━━━ Input data

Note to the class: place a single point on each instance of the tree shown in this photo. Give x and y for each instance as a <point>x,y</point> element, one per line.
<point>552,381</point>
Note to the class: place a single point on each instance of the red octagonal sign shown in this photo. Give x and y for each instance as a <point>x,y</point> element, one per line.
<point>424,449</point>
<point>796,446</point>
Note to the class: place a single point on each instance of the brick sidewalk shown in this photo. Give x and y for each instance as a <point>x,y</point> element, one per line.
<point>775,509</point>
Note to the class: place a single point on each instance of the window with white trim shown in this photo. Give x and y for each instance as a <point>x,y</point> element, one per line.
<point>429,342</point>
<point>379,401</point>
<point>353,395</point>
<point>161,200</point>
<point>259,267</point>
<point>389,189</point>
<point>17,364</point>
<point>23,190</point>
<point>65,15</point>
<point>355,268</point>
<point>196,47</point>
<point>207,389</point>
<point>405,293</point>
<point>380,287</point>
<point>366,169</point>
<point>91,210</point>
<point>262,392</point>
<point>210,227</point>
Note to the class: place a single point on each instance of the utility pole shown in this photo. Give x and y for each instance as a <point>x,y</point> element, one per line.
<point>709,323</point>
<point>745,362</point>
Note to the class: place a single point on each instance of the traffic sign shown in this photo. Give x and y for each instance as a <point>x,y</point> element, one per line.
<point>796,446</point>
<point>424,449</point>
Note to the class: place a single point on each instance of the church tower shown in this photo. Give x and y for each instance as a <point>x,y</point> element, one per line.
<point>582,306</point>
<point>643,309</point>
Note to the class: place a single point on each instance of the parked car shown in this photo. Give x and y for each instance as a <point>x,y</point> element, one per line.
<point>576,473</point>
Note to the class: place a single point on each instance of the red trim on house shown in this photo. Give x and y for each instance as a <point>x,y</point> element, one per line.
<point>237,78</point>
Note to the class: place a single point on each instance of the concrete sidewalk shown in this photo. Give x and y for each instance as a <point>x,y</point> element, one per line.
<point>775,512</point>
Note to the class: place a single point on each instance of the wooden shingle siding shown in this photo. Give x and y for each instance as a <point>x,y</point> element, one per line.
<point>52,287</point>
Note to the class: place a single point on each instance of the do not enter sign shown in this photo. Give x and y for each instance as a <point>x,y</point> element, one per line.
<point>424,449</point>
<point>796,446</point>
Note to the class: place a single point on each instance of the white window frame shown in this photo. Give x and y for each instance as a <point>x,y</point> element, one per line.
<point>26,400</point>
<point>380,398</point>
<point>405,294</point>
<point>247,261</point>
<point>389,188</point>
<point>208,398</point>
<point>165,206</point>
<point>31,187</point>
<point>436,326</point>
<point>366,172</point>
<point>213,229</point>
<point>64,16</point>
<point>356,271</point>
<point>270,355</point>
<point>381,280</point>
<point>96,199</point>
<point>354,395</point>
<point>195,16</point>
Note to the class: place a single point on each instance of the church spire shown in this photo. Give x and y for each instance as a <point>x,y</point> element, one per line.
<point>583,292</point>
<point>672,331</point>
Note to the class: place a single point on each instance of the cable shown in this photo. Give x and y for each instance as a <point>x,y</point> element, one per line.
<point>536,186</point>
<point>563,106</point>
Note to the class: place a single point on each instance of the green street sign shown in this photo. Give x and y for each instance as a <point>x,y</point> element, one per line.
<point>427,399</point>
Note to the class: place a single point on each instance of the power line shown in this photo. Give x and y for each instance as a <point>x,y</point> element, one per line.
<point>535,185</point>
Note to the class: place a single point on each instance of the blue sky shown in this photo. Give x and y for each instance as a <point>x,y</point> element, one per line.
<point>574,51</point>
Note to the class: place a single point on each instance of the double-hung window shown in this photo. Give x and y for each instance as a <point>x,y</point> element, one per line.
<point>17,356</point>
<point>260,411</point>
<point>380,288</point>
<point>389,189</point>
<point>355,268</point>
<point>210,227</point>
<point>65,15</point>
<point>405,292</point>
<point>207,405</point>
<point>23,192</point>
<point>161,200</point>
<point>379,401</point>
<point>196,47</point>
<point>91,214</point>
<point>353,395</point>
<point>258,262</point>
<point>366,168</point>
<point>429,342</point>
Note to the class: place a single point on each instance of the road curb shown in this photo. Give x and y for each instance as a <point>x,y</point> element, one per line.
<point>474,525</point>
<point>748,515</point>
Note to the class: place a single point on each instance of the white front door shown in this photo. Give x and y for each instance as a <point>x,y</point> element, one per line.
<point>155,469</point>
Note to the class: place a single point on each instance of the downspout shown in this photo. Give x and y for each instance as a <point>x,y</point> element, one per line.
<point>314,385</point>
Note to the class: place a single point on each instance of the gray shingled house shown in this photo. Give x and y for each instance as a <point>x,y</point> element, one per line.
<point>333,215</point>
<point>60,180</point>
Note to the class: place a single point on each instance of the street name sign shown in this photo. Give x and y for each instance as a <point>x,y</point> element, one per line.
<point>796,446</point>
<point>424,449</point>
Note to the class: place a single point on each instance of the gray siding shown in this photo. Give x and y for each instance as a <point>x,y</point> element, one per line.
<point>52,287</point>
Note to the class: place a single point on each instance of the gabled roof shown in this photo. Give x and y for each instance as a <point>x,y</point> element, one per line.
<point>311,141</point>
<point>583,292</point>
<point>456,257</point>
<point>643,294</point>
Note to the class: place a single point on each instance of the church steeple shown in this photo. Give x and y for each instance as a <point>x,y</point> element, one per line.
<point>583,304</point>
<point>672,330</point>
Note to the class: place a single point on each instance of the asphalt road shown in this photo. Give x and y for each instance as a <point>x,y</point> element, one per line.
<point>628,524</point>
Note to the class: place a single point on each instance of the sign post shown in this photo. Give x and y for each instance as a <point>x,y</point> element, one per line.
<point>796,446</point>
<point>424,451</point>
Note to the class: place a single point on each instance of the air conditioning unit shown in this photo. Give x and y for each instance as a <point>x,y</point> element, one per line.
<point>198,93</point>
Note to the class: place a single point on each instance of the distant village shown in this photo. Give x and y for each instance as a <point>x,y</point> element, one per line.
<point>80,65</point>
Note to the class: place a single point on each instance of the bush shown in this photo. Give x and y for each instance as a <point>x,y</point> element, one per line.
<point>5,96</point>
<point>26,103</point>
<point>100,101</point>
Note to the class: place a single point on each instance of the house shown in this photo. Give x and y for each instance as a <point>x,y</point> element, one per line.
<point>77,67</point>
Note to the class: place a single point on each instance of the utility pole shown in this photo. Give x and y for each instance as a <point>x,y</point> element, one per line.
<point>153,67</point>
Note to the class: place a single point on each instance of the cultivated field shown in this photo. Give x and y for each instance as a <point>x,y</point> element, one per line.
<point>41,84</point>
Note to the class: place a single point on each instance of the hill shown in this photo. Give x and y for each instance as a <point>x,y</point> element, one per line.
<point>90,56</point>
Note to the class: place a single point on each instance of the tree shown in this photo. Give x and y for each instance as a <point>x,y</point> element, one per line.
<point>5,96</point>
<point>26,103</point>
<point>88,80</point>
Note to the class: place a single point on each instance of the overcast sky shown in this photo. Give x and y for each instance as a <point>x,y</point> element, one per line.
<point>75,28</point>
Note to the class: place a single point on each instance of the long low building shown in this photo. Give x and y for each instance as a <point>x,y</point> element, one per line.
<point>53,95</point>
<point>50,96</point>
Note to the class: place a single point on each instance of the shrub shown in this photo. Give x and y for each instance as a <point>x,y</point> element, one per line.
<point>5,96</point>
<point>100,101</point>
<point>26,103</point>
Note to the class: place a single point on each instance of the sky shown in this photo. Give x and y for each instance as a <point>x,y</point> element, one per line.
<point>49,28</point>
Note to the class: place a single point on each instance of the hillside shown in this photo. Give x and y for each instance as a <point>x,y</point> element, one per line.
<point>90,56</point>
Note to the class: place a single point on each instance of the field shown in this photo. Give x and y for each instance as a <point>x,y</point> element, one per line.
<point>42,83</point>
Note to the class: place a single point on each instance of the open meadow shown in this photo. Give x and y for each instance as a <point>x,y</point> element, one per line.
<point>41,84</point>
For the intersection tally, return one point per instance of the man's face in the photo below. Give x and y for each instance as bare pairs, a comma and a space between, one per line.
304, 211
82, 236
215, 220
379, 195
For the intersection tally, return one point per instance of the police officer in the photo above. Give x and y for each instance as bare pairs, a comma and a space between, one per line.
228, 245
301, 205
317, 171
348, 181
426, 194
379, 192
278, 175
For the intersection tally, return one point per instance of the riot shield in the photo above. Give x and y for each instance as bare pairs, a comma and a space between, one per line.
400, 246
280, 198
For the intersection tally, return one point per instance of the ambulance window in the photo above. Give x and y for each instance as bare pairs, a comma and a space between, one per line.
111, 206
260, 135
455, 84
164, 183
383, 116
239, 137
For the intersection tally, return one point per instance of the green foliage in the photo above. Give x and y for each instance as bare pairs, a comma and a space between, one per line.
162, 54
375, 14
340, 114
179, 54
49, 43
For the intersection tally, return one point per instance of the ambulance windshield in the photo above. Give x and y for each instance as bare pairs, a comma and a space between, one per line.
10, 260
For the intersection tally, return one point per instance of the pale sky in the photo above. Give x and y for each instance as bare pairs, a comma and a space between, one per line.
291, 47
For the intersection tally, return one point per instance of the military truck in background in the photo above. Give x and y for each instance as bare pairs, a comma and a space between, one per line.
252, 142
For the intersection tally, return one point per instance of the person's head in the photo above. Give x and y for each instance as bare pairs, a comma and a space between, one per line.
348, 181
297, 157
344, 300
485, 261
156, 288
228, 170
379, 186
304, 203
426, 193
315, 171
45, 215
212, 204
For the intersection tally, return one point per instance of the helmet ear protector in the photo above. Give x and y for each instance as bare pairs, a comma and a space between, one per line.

━━━━━━

> What the exercise asks
The answer must be the lines from the one containing "the ambulance windshield" through the last line of the records, written out exactly; please include nothing more.

> Answer space
For the intersection tally, return one point per instance of the ambulance windshield in the photo above. Give x and y for each instance as bare pairs, a comma and a space between, one per line.
10, 260
For the intersection tally, return one point per instance of the pale sky in the photo above. Give x and y for each instance as bare pairs, a comma and a space between, one per line.
291, 47
For the intersection tally, return one point per instance of the military truck in background in the photo above. Give x and y for each instance as bare pairs, a comma and a space between, one per line.
252, 142
For the intersection tally, return one point per instance of the person's head in the photo above. Give x and y for each instance as bare pairs, a comma and a space between, one per line.
348, 181
297, 157
344, 300
485, 261
156, 288
228, 170
379, 186
304, 203
426, 193
315, 171
45, 215
212, 204
For the intersection tally, return one point per instance of the helmet ear protector in the photo above. Give x and y for each instance as bare pairs, a comma and a space between, one per line.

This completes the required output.